* [Data entries]:
--

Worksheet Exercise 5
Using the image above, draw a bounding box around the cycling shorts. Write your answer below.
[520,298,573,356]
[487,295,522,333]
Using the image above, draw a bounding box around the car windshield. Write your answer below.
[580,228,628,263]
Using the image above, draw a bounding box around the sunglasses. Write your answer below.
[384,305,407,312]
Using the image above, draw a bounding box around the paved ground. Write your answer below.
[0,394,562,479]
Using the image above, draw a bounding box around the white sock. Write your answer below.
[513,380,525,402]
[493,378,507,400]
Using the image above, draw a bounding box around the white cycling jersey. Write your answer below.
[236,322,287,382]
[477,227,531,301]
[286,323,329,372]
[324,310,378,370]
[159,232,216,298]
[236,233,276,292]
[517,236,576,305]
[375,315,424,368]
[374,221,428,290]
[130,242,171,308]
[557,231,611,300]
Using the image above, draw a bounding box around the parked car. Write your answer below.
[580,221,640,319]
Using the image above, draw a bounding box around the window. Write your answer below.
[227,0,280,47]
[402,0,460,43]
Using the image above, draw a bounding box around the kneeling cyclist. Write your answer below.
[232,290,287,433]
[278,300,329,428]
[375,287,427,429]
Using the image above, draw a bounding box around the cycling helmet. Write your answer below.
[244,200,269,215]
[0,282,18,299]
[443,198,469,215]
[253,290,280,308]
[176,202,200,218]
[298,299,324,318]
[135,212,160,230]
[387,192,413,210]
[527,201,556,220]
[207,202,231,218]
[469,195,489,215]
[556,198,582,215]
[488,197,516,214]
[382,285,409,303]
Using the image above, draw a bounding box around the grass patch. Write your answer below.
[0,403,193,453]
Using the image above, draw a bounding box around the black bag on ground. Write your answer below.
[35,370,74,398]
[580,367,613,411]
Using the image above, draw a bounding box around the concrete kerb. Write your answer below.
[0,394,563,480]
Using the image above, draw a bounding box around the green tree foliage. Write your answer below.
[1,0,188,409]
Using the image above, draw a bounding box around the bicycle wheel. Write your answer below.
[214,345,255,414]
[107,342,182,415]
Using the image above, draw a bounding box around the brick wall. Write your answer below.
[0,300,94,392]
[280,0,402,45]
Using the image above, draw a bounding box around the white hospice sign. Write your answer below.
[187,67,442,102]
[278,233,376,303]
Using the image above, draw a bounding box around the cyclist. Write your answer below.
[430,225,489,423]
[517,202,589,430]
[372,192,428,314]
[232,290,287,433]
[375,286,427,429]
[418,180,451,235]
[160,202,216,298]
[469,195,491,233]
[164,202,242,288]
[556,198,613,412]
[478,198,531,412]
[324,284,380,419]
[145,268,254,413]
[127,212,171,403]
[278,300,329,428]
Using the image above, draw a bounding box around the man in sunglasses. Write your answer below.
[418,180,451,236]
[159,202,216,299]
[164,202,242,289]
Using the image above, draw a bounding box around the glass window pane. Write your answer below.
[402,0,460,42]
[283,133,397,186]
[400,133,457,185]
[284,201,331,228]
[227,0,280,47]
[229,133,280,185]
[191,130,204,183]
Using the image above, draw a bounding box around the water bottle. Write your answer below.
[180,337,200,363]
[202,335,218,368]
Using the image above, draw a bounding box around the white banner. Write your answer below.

--

* [Instructions to follow]: Copy the items from their first line through the line containing "[107,342,182,415]", both ends included, and keep every request unchanged. Scale each bounding box coordinate in the answers by 2.15 and round it to a whole number, with halves rounding up.

* [Expected answer]:
Worksheet Exercise 5
Using the image above, draw a bounding box around the cycling shorts. Write your answer below.
[1118,641,1232,765]
[1047,634,1122,716]
Using the image above, draw a bounding box around the car windshield. Write your answer below.
[1247,490,1350,565]
Using the image above, draw a bounding box around the sunglasses. Write your answer below.
[826,656,875,671]
Using the image above, draw a bounding box around the paved ground. Write your answer below.
[0,847,1208,1030]
Using the image above, draw a bounding box around the white sock. Write your answer below.
[1103,817,1129,864]
[1060,813,1090,860]
Using the image above, draw a bounding box around the white cycling jersey. Write your answer below.
[507,692,617,821]
[1026,488,1142,647]
[615,694,707,800]
[697,667,813,796]
[342,499,464,641]
[507,501,593,628]
[1112,507,1238,656]
[806,677,912,791]
[804,475,920,624]
[280,520,368,662]
[1198,497,1314,645]
Using the image above, draw a bounding box around the parked car. Write your answer below.
[1247,475,1376,686]
Using the image above, draw a bounding box around the window. Write your answer below.
[488,0,602,101]
[864,0,989,92]
Using the image above, draw a bounding box around the kneeling cyclist. Write your answer below.
[499,624,617,931]
[598,645,707,920]
[806,617,918,922]
Using the image above, draw a bounding box around the cycling helmet. Write your answer below.
[525,430,578,462]
[0,606,39,643]
[952,426,1008,462]
[544,624,602,662]
[378,434,430,469]
[641,643,697,684]
[290,456,344,495]
[832,413,888,452]
[1133,432,1195,473]
[445,434,497,469]
[1008,419,1051,462]
[1195,426,1251,462]
[1049,424,1109,460]
[821,613,879,651]
Using the image above, draw a bounding box around the grass patch. Write your answer below.
[0,866,415,974]
Using the image above, draw a bounding box around the black bag on ground. Write your answer below.
[75,796,159,856]
[1247,789,1318,884]
Using the image above, draw a bounding box around the concrete kerb. Write your answer below.
[0,847,1210,1032]
Using the image above, draw a bounding box around the green tree foliage. Write your answer below.
[2,0,404,879]
Using the image above, draw a bounding box around the bicycle wheel. Write your answer below.
[460,742,548,890]
[230,735,391,892]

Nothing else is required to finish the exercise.